STATED GOAL A →
Rescale the box coordinates in the part of the listing that opens with the line containing "upper cabinet crown" and closes with the line containing "[616,15,640,177]", both included. Reproduce only those lines, requests included, with each coordinate multiplied by 1.9 and rounded to a whole number, halves rounded up.

EXCERPT →
>> begin
But beware. Before giving, you need to understand the limits on charitable deductions and whether your itemized deductions will be phased out and by how much. The “Pease” phaseout discussed in Chapter 2 can reduce the benefit from your charitable deduction by up to 80%.



FAQs
Q: Can I donate clothing or household goods?
They must be in at least “good used condition” to be deductible.

Q: When do I need a receipt?
Cash donations of $250 or more must be substantiated by the charity. Under $250, a canceled check or credit card receipt is sufficient.

Q: Can I deduct the value of my services?
No, you cannot deduct the fair market value of donated services, only your out-of-pocket expenses.

Q: Can I get a deduction for letting a charity use my property?
No deduction is allowed because it isn’t considered a gift of your interest in the property to the charity.

Q: Can I get a deduction for driving?
You may deduct 14 cents for each charitable mile driven.

Q: Can I deduct the value of a donated car?
Unless the car is used by the charity in its tax-exempt function, you can deduct only what the charity receives when it sells the car.


Choosing what to give
The first step in your charitable giving is to determine what exactly you want to give: cash or property. Depending on what you give and to whom, the amount you can deduct may be limited. Contributions that are disallowed because they exceed the limits placed on your adjusted gross income (AGI) can be carried forward for up to five years. See our table for the deduction limit by donation and the type of charity.

AGI limits on charitable contribution deductions
(click to view chart)

Outright gifts of cash (which include gifts made by check, credit card or payroll deductions) are the easiest. Yet despite the simplicity and high AGI limits for outright cash gifts, gifts of property may be more beneficial. It’s a little more complicated to make them, but they often provide more tax benefits when planned properly. Your deduction depends in part on the type of property donated: long-term capital gains property, ordinary income property or tangible personal property. Your deduction could also depend on what the charity plans to do with the donated property.

Ordinary income property includes items such as stock held for less than one year, inventory and property subject to depreciation recapture. You can receive a deduction equal to only the lesser of fair market value or your tax basis.

Long-term capital gains property includes stocks and other securities you’ve held more than one year. It’s one of the best charitable gifts because you can take a charitable deduction equal to its current fair market value.

But beware. It may be better to elect to deduct the basis rather than the fair market value because the AGI limitation will be higher. Whether this is beneficial will depend on your AGI and the likelihood of using — within the next five years — the carryover you would have if you deducted the fair market value and the 30% limit applied.



Planning tip: Give appreciated property to enhance savings
Consider donating appreciated property to charity because you avoid paying tax on the long-term capital gain you would incur if you sold the property, thus lightening your tax bill. But don’t donate depreciated property. Sell it first and give the proceeds to charity so you can take both the capital loss and the charitable deduction.

Example:
(click to view chart)


Tangible personal property can include items like a piece of art or an antique. Your deduction depends on the type of property and the charity, and there are several rules to consider:

  • Personal property valued at more than $5,000 (other than publicly traded securities) must be supported by a qualified appraisal.
>> end
RECORD SET →
>> begin
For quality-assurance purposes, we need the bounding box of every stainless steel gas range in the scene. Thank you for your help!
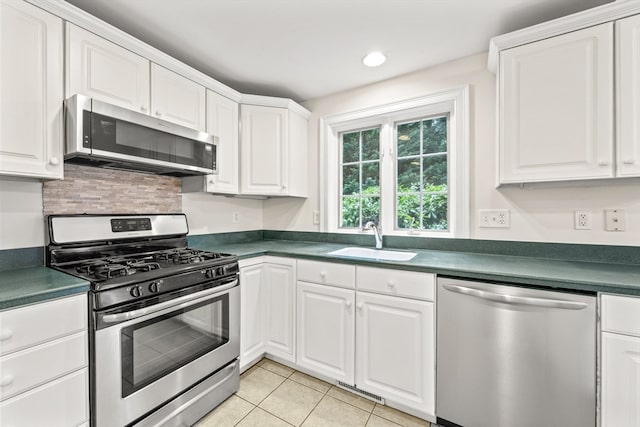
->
[47,214,240,427]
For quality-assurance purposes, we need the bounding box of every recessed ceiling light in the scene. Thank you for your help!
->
[362,52,387,67]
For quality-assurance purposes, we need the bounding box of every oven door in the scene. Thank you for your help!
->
[93,279,240,427]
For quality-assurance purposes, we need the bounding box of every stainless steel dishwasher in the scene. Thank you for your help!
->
[436,278,597,427]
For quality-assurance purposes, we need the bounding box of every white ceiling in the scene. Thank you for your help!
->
[62,0,611,102]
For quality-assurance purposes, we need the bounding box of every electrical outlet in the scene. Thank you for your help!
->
[478,209,511,228]
[604,209,626,231]
[573,211,593,230]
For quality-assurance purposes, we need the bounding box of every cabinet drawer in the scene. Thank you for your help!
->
[601,295,640,337]
[0,332,87,400]
[0,368,89,427]
[356,266,436,301]
[297,260,356,289]
[0,294,87,355]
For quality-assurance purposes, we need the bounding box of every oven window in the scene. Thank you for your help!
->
[121,295,229,397]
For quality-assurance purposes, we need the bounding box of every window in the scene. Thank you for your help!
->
[321,87,468,237]
[340,128,380,228]
[395,115,449,231]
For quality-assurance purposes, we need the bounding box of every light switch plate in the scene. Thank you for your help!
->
[604,209,626,231]
[478,209,511,228]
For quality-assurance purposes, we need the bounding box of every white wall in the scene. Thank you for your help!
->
[182,193,263,235]
[0,177,44,249]
[264,54,640,245]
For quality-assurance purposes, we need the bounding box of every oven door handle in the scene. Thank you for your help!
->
[102,279,238,323]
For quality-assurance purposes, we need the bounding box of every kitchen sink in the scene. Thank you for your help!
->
[327,248,416,261]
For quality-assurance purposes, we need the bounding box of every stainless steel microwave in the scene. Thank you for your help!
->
[65,95,216,176]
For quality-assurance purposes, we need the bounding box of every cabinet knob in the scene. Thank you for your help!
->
[0,329,13,341]
[0,375,13,387]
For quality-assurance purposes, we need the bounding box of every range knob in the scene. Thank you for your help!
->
[129,285,142,297]
[149,282,160,294]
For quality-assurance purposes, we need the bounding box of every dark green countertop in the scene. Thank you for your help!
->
[193,240,640,295]
[5,240,640,311]
[0,267,89,311]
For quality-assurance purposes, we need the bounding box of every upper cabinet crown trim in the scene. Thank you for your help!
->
[26,0,242,102]
[240,94,311,119]
[487,0,640,73]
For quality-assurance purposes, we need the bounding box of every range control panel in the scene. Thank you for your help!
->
[111,218,151,233]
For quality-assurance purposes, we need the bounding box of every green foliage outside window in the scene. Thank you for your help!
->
[341,116,449,230]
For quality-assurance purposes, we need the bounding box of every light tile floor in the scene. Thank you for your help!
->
[196,359,429,427]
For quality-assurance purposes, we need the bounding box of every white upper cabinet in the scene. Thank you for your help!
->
[65,23,150,114]
[151,63,206,132]
[0,0,63,178]
[240,104,308,197]
[65,23,206,131]
[240,105,288,194]
[499,23,615,184]
[616,15,640,177]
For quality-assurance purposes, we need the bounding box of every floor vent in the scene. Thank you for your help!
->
[338,381,384,405]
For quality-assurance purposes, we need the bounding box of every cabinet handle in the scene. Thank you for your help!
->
[0,329,13,341]
[0,375,13,387]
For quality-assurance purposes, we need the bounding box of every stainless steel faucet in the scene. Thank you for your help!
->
[363,221,382,249]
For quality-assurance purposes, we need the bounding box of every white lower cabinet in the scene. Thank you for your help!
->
[297,281,355,384]
[0,294,89,427]
[240,258,265,370]
[355,291,435,414]
[601,295,640,427]
[263,257,296,363]
[240,256,296,370]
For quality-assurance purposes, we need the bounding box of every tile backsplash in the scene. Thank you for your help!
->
[42,164,182,215]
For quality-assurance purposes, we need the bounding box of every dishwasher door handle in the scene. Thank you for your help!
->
[442,284,587,310]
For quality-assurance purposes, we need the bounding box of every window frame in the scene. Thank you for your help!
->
[320,85,470,238]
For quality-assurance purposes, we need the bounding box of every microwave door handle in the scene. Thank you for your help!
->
[102,279,238,323]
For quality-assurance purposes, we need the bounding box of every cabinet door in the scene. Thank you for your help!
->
[0,368,89,427]
[65,23,149,114]
[355,292,435,415]
[499,23,614,184]
[616,15,640,176]
[151,64,206,132]
[0,1,63,178]
[602,332,640,427]
[207,90,239,194]
[264,259,296,362]
[297,282,355,384]
[240,105,288,194]
[240,263,264,369]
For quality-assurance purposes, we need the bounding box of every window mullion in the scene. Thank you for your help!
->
[380,119,397,232]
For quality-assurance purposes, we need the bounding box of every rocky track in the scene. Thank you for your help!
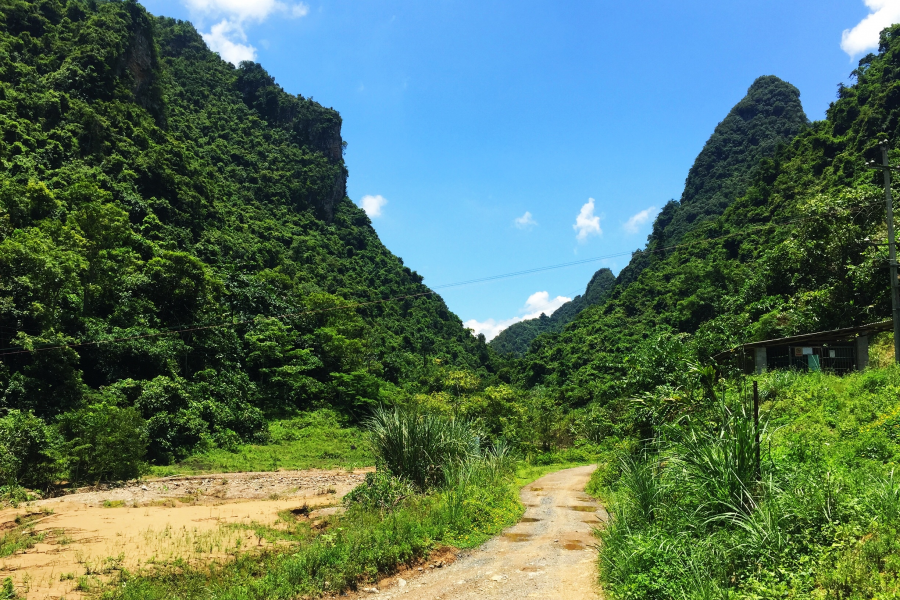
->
[364,466,607,600]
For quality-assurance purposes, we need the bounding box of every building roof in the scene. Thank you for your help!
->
[713,320,894,361]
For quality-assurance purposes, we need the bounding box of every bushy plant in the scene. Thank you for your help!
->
[344,471,415,510]
[0,410,60,489]
[365,407,480,490]
[59,403,148,481]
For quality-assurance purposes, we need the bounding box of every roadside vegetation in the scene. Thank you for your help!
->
[589,358,900,600]
[103,408,522,600]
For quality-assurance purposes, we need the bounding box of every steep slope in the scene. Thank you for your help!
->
[0,0,489,462]
[618,75,809,285]
[488,267,616,356]
[520,26,900,404]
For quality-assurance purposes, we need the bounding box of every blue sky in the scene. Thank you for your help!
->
[144,0,900,337]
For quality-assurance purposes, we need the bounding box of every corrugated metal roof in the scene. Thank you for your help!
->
[714,320,894,361]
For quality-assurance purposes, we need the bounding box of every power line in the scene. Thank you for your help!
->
[0,206,880,357]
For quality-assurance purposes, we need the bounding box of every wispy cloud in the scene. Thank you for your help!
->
[572,198,603,242]
[200,20,256,65]
[841,0,900,58]
[513,210,537,229]
[463,291,571,341]
[622,206,659,233]
[184,0,309,65]
[359,194,387,219]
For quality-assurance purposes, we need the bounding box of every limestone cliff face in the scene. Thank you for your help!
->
[235,62,347,223]
[115,4,165,125]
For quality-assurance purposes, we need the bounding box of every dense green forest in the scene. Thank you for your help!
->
[488,267,616,356]
[0,0,492,484]
[618,75,809,285]
[0,0,900,600]
[490,75,809,356]
[518,41,900,413]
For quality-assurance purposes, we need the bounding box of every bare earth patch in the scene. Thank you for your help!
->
[0,469,372,600]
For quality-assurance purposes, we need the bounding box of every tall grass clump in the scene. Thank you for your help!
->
[104,409,522,600]
[598,366,900,600]
[365,408,481,491]
[673,401,764,518]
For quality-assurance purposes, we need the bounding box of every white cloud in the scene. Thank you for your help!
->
[572,198,603,242]
[622,206,659,233]
[185,0,309,22]
[522,292,571,319]
[359,194,387,218]
[200,20,256,66]
[841,0,900,58]
[184,0,309,65]
[463,292,571,341]
[513,210,537,229]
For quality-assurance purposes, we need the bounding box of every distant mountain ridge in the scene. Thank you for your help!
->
[617,75,809,285]
[489,75,809,356]
[489,267,616,356]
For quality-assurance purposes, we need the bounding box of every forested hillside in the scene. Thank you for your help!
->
[488,267,616,356]
[520,26,900,408]
[0,0,490,466]
[618,75,809,285]
[490,75,809,356]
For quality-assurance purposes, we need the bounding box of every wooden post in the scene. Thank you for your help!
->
[753,380,762,479]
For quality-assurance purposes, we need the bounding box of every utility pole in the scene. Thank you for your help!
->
[869,140,900,363]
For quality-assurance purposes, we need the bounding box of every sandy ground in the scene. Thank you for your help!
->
[0,469,371,600]
[362,466,607,600]
[0,466,607,600]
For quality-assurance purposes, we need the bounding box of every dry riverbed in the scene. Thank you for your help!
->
[0,469,372,600]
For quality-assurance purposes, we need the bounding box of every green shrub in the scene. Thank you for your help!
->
[344,471,415,510]
[0,410,60,490]
[59,403,148,481]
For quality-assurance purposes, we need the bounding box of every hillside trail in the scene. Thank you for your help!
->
[361,465,607,600]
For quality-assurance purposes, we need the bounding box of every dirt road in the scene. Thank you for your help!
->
[372,466,606,600]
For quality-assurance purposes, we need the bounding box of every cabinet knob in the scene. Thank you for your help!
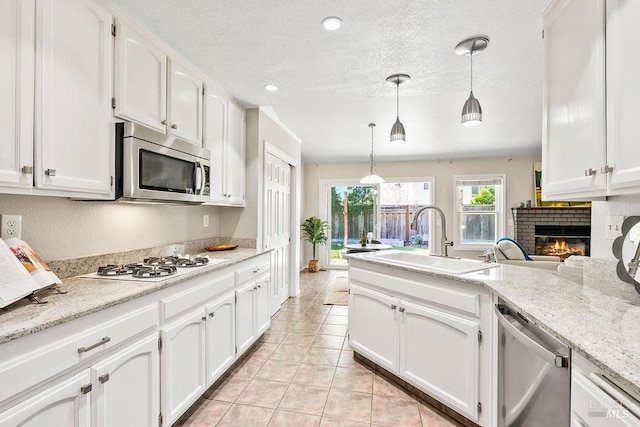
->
[600,165,613,173]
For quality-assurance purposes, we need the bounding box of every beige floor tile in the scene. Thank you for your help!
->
[371,395,421,426]
[204,376,251,402]
[418,403,461,427]
[318,324,347,337]
[278,384,329,415]
[255,359,299,382]
[331,366,373,393]
[311,334,344,350]
[373,375,410,397]
[292,363,336,387]
[302,347,340,366]
[324,314,349,326]
[271,344,309,363]
[269,411,320,427]
[322,389,372,423]
[217,404,275,427]
[236,379,288,409]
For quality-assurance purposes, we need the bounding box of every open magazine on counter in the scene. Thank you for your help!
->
[0,237,62,307]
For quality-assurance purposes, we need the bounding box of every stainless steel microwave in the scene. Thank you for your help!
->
[115,122,211,204]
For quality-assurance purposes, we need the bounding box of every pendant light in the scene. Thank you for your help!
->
[455,36,489,126]
[387,74,411,142]
[360,123,384,184]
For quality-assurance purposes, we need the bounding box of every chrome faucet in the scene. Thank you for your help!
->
[411,205,453,257]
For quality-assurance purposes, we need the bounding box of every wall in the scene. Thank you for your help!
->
[0,194,220,261]
[591,195,640,261]
[303,158,539,259]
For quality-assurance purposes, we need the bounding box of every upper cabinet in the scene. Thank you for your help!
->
[113,22,204,145]
[114,23,167,132]
[0,0,114,198]
[542,0,640,200]
[204,87,246,206]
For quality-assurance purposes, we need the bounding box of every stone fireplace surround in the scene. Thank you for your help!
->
[511,207,591,255]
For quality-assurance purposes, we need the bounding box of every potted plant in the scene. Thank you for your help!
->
[301,216,329,273]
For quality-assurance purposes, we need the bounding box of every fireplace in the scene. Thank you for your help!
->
[535,225,591,258]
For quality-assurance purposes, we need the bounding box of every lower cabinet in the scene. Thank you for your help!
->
[0,369,91,427]
[349,268,492,425]
[92,333,160,427]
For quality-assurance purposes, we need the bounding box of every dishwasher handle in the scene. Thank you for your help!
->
[494,304,569,368]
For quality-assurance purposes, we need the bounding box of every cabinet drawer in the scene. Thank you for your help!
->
[0,303,158,402]
[160,272,234,321]
[236,257,270,284]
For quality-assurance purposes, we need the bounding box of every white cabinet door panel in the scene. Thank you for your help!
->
[206,291,236,387]
[35,0,114,194]
[400,301,480,420]
[0,0,35,190]
[542,0,607,200]
[114,23,167,133]
[168,60,204,146]
[0,369,92,427]
[93,333,160,427]
[349,284,400,374]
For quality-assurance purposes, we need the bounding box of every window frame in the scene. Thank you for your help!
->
[452,173,507,251]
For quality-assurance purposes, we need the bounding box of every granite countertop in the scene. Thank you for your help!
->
[348,254,640,395]
[0,248,264,344]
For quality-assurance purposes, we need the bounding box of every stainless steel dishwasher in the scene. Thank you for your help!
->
[495,301,571,427]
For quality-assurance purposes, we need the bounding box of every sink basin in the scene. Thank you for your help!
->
[370,251,498,274]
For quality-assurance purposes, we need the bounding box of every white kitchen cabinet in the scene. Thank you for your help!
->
[205,291,236,387]
[205,99,246,206]
[0,369,92,427]
[160,308,205,425]
[92,333,160,427]
[34,0,115,196]
[0,0,35,192]
[542,0,606,200]
[167,58,204,146]
[542,0,640,200]
[399,301,480,420]
[114,22,167,132]
[349,284,400,374]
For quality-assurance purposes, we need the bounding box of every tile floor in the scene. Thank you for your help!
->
[175,271,458,427]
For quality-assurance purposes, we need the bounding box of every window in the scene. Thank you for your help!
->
[454,175,505,250]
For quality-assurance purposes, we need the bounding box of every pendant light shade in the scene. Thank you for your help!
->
[455,36,489,126]
[387,74,411,142]
[360,123,384,184]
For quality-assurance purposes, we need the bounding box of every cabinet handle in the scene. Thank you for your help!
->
[600,165,613,173]
[78,337,111,354]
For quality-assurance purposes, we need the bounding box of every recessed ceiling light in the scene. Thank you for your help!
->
[322,16,342,31]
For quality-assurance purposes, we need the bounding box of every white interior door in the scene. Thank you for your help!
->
[263,152,291,315]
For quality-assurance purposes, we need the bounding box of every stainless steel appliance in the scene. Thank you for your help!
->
[495,301,571,427]
[115,122,211,204]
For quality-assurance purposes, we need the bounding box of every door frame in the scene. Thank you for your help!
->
[258,139,301,296]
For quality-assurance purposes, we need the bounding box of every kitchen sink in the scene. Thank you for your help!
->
[370,251,498,274]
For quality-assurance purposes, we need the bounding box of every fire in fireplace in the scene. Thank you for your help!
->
[535,225,591,259]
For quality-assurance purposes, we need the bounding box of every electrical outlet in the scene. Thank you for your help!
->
[0,215,22,239]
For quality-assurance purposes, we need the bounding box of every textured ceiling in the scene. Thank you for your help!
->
[107,0,548,163]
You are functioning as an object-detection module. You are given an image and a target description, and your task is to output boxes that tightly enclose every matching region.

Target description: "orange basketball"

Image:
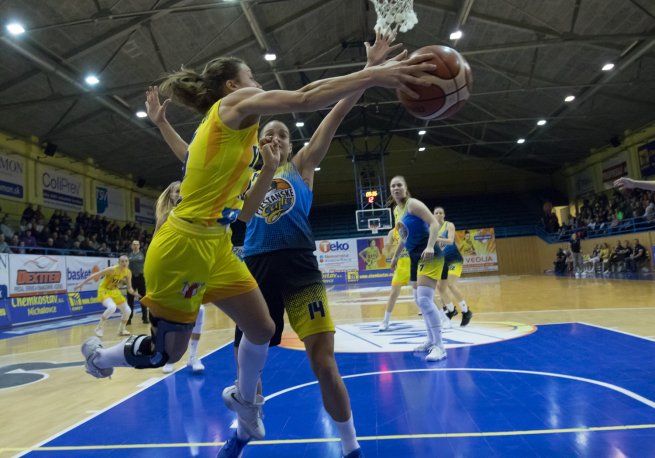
>> end
STATED GOAL B →
For each statement about the charitable giving text, answer yes or no depending on whether the text agrees, and quote the words that decide it: (i) a cash donation under $250 must be substantiated by the charity; (ii) a donor may deduct 14 cents for each charitable mile driven; (iii) contributions disallowed for exceeding the AGI limits can be carried forward for up to ten years.

RESPONSE A →
For quality-assurance purposes, we need the bounding box of every upper cabinet crown trim in the scene. Thank you for your help!
->
[49,0,460,194]
[456,179,591,226]
[925,0,1216,139]
For quality-assurance purposes, we need the bounding box of every range control panel in the scene. Thank you for your help!
->
[211,414,287,443]
For quality-assurance purposes, we need the bounding box of every green foliage outside window in the scene. Thank you for your help!
->
[648,220,853,437]
For quality-assurance purposes, we need the bounding box of every light tile floor in the scene. Thank you for your help!
->
[372,682,815,811]
For quality-assurance purposes, we need the bounding box of every white upper cabinet in the scene. Thank you for your help!
->
[124,44,285,217]
[287,120,391,251]
[0,0,120,338]
[456,198,585,374]
[124,44,391,249]
[456,200,547,369]
[948,44,1169,350]
[1170,29,1216,336]

RESPONSE B →
(i) No: "Under $250, a canceled check or credit card receipt is sufficient."
(ii) Yes: "You may deduct 14 cents for each charitable mile driven."
(iii) No: "can be carried forward for up to five years."